* **Source extract**:
Title: Stranger of Paradise: Final Fantasy Origin
Developer: Square Enix, Team Ninja, Koei Tecmo
Release Date: March 15, 2022
Reviewed On: PS5
Publisher: Square Enix
Genre: Action RPG
The existence of Stranger of Paradise Final Fantasy Origin has been an enigmatic, thought-provoking one since its initial unveiling. Even after a few public demos, its story and cast are a mystery other than somehow being tied to the first Final Fantasy. Now, having finally played through the entire game, Stranger of Paradise has delivered on a memorable experience deserving of the Final Fantasy name.
Throughout Stranger of Paradise, players control the protagonist Jack as he and his allies seek to rid the world of ‘Chaos’ and restore the elemental crystals. The concept is relatively simple. Still, a plethora of contextual clues and notable vagueness make it clear that achieving this goal isn’t so cut and dry. Other than the more apparent mysteries of who Jack and company are, as they are in fact the Strangers in Paradise, secrets regarding the passage of time and why there are five crystal bearers as opposed to the four of the classic prophecy are tackled.
I found myself engaged by the narrative due to its ties to the original Final Fantasy alongside the relationships between Jack and the party members. While there’s less on-screen bonding and conversation than I would have preferred, the cast’s dichotomies feel genuine. Still, Jack’s bluntness and other particular elements like the arguably unintentional humor will make the experience mixed for some players, making story attachment difficult.

* **Given task**:
Answer from the review above:
(a) On what date was the game released?
(b) On which console was the game reviewed?
(c) How many crystal bearers are there in the game, and how many does the classic prophecy name?

* **Supplied material**:

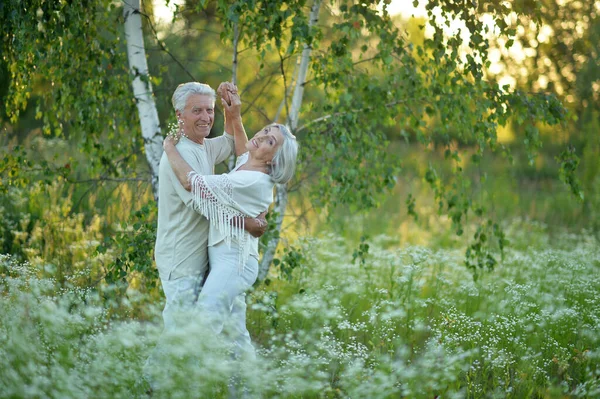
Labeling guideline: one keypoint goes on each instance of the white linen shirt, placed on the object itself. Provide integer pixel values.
(246, 182)
(182, 233)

* **Task output**:
(a) March 15, 2022
(b) PS5
(c) Five crystal bearers; the classic prophecy names four.